### [Data for this task]
-=-=-=-=-

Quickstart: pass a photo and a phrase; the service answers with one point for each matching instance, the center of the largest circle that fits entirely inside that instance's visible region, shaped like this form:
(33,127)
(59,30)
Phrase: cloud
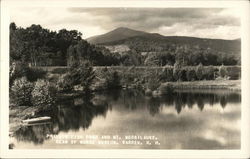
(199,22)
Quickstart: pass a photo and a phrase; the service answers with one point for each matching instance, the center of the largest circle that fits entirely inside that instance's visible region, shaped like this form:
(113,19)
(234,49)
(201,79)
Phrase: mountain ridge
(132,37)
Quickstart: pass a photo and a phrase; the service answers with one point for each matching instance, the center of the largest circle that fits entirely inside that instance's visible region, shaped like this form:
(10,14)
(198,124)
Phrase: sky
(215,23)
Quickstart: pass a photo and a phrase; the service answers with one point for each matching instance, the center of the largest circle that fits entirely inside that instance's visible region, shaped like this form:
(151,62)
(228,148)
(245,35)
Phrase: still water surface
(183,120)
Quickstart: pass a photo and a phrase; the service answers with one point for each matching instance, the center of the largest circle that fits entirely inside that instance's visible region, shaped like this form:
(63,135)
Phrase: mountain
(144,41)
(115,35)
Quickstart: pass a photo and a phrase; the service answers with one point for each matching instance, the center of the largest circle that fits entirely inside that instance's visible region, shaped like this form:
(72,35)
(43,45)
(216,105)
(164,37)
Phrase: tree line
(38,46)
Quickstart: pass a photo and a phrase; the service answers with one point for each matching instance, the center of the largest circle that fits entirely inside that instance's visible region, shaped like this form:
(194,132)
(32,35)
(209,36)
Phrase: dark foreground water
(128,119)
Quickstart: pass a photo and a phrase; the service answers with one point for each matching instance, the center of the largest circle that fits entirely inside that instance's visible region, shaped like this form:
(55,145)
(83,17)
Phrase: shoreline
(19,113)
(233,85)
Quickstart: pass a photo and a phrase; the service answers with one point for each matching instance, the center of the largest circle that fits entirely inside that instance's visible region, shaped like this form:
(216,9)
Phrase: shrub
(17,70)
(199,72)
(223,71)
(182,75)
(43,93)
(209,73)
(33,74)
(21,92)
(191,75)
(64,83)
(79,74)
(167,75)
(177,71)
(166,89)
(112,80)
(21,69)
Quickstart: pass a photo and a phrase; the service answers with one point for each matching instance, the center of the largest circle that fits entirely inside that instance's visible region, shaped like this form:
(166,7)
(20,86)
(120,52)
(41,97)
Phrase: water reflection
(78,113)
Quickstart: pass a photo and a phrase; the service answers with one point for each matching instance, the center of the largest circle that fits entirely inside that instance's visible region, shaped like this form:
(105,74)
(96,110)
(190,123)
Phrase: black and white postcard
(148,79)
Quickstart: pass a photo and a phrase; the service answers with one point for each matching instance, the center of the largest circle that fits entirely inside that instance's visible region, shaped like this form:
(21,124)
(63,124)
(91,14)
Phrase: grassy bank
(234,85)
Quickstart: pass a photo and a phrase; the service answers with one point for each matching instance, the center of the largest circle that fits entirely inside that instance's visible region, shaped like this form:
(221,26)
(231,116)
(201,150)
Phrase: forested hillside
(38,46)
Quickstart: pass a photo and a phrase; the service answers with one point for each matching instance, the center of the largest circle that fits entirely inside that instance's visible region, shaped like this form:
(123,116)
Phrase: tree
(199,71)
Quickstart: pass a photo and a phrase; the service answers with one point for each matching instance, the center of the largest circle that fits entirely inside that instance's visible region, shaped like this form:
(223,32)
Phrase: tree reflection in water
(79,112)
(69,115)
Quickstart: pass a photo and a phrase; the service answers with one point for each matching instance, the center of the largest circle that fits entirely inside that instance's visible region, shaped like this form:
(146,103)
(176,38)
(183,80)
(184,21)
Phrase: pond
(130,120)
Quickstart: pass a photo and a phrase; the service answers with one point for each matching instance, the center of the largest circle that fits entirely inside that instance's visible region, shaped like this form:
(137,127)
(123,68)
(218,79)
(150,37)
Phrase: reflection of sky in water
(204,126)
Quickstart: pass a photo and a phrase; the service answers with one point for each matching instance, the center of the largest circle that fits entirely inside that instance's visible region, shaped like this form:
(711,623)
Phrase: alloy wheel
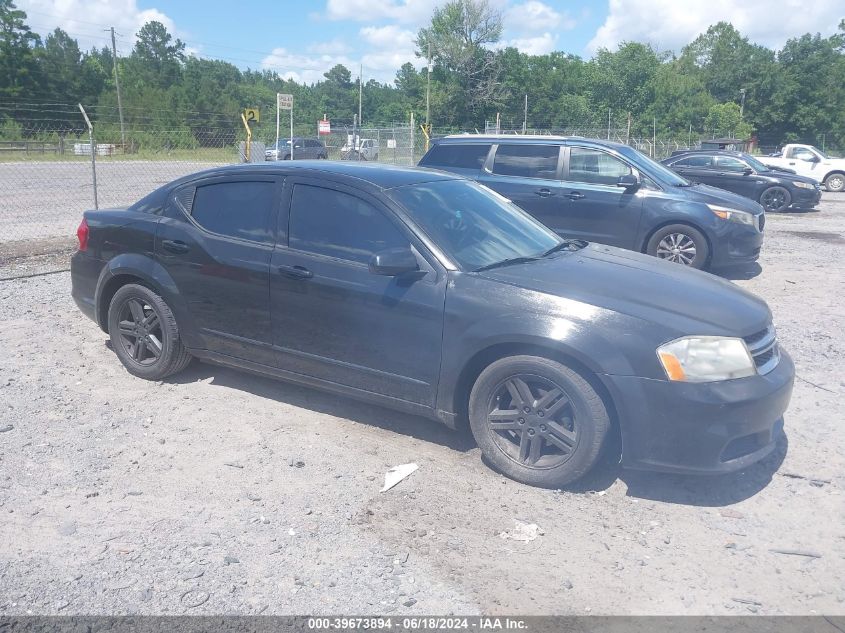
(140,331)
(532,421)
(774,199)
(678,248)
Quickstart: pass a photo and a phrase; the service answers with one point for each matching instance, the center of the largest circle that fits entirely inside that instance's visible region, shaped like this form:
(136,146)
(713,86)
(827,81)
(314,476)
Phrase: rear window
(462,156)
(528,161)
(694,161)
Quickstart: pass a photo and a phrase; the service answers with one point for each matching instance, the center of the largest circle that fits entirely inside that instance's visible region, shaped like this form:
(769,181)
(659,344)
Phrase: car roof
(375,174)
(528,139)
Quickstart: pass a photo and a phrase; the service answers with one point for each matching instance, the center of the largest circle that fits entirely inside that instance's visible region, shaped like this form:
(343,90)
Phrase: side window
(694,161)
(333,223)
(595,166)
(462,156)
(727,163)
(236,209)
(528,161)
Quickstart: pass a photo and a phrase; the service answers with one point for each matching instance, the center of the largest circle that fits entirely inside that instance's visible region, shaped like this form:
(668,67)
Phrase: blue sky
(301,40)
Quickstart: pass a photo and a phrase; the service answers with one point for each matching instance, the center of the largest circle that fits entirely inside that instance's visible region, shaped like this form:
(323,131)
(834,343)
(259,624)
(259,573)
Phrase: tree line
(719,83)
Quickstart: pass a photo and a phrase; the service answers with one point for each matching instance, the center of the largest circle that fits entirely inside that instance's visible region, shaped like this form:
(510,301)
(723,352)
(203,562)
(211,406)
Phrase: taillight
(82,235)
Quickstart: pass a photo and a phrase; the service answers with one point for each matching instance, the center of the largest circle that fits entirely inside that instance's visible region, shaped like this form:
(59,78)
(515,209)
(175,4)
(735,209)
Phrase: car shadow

-=-=-=-=-

Retype the records exactly. Any image in them should not appear in what you write.

### [Full solution]
Quickstart: pass a photo and a phrase; the service answers with one point for each matching instance, the center of the largest circle that fits entirely inside that instance's visible region, shaped like this form:
(33,127)
(59,30)
Phrase: cloud
(199,22)
Quickstart: pass a photo and a phrase; the service answers with one point for each matching instance, the center of the largest circle that fits entirely inside that instance's visible region, shaped like this form:
(113,19)
(234,49)
(201,79)
Phrase: mountain ridge
(132,37)
Quickstart: pass a photo and a phrase; the service answers with one point for each matching instance, the center of the largest circle that fits entirely inside that instance's visible region, shaped like this form:
(10,14)
(198,124)
Phrase: sky
(215,23)
Quickstart: pass a photo and a phrase; the service answers with one point for each matching instance, the center of the largest circle that fits entirely inside that instance's visible region, shaped like this form:
(151,62)
(228,148)
(245,35)
Phrase: still water surface
(183,120)
Quickstart: pass a photo and a phrase; the service answers with one point for each matching instance, the center of the largest circle that fits entirely inside that instance's visible region, shaped like this form:
(63,135)
Phrase: mountain
(144,41)
(115,35)
Quickstart: pass a photo and a phrase; the service answers with one point for each matching instance, the center of the largest circle that fits entirely inside that instance's visible region, shaped like this form:
(72,35)
(43,45)
(216,105)
(164,37)
Phrase: tree line
(38,46)
Quickstart: pass a photo and a phrase; the service answers with one point for each matching instance, the center of the largest circle that fits entirely inside that instance's visible region, shaped like this form:
(194,132)
(32,35)
(209,36)
Phrase: dark foreground water
(128,119)
Quickstart: pass a photo and a phrase; the service answers with one point for each matching instance, the center of the largest circle that fits entirely inside that instance's visible region, shaped like this form:
(55,145)
(83,17)
Phrase: shoreline
(19,113)
(233,85)
Quickstart: pass a photo and a phrase; the service answers with one point for each matching instance, the center of the largest circle that fits entirely inside that instance's visible region, shaped like this form:
(216,9)
Phrase: shrub
(17,70)
(199,72)
(223,71)
(182,75)
(43,93)
(209,73)
(33,74)
(21,92)
(191,75)
(64,83)
(79,74)
(167,75)
(177,71)
(166,89)
(112,80)
(21,69)
Quickstart: pass a photo and a phrase; the service answers with one point for each matching instance, the center of the largest circle that fits entirely inside that instance's visible region, shaped like this form:
(166,7)
(20,86)
(120,52)
(41,97)
Phrase: water reflection
(78,113)
Quickstart: pass a photo and a phrase; the service answers with one point for each matching instance, the center of the largest circle that fits entirely inside that instance's visible region, shaped like this form:
(105,74)
(96,110)
(190,123)
Phrase: black and white postcard
(148,79)
Quickstart: pass a photo and a phrase; the service answers with one point for each matching instance, the center of the largest circle that fits entirely inside that instance's visible region, shaped like this form:
(21,124)
(63,124)
(91,14)
Phrase: grassy bank
(234,85)
Quickstart: pass a photo and a phrase; the service answers with one point for each matching instance, the center of the largest circle that fits entirely inside that instance's visible region, shaped like this form:
(221,26)
(231,116)
(201,150)
Phrase: forested hillside
(38,46)
Quickstart: pass a photo and a phrase; the service answers with one point for each matching instance, the center of the largest circle that fits entirely inside that instance's visible region, shaped like this form:
(123,116)
Phrase: tree
(199,71)
Quickstart: pass a photo and a phrase; the service answers with one point for each matching instance, the center of the largest circle that fits entirely inside that instance's visible region, shaped like this form:
(223,32)
Phrase: tree reflection in water
(79,112)
(69,115)
Quickstart: pass a photo and a phrase; the service answers with one point for each matching instance, the center of the largest circle that fits entirely inside that instance's visible region, shaped like this form:
(146,103)
(176,38)
(183,80)
(184,21)
Phrase: pond
(130,120)
Quickstart: pass a photo and a phrase; the service answers with one point for each matching instance, the center of the largest circle that fits entirely inside that instance's visible region, shaped like this form:
(137,127)
(123,68)
(218,79)
(150,37)
Phrase: reflection of sky in water
(204,126)
Quickstart: pass a photo and a phrase; the service answers with one point for each matching instance, the center of the largest circle that fits entirely inside that instance's visible region, shaped like this form:
(711,623)
Phrase: alloy wheel
(140,331)
(532,421)
(774,199)
(678,248)
Quickstart: pass a photo and a phrase; the service answers with one point for each matching instance, the center of the largest circle that fits entirely inside that instance's visible region, shaped like this form:
(136,146)
(713,86)
(827,81)
(314,476)
Phrase: rear window
(462,156)
(528,161)
(694,161)
Quickstart: pass a photo and a phrase; the service answers with one point for each matching instance, the center of the largest circle that fits entirely inside that instance's visible region, shaped like this form:
(769,181)
(659,344)
Phrase: car roof
(375,174)
(528,139)
Quickstart: pass a photo and a phrase; the service answers with one point for each matching instance, the center of the largest circle that fits entirely inside that instance's visible region, shaped like this form:
(343,90)
Phrase: side window
(694,161)
(333,223)
(595,166)
(462,156)
(727,163)
(236,209)
(528,161)
Quickstart: pass a photo and a phrase; the service answers with one point for each matching instance, the center of the largest circle that fits entirely inside that instance's visible region, shaped like this form:
(668,67)
Phrase: blue sky
(301,40)
Quickstart: pass a photo and a phrase; the service answers with one point for each matching instance, the center of the largest circle that fits entirely inside that instance's visible region, shaped like this form:
(323,131)
(834,343)
(259,624)
(259,573)
Phrase: tree line
(719,83)
Quickstart: pass a photo and a phrase; the service answers with one point for each matching instance, the center of the largest circle that fits entirely inside that instance's visible region, shaped like this form:
(510,301)
(723,352)
(203,562)
(211,406)
Phrase: taillight
(82,235)
Quickstart: pass a photo and a phrase; the service answers with one point for each matching instance, the center of the largest circle that fits entirely inside that instance's visible region, shaped like this form:
(59,78)
(515,209)
(175,4)
(735,209)
Phrase: car shadow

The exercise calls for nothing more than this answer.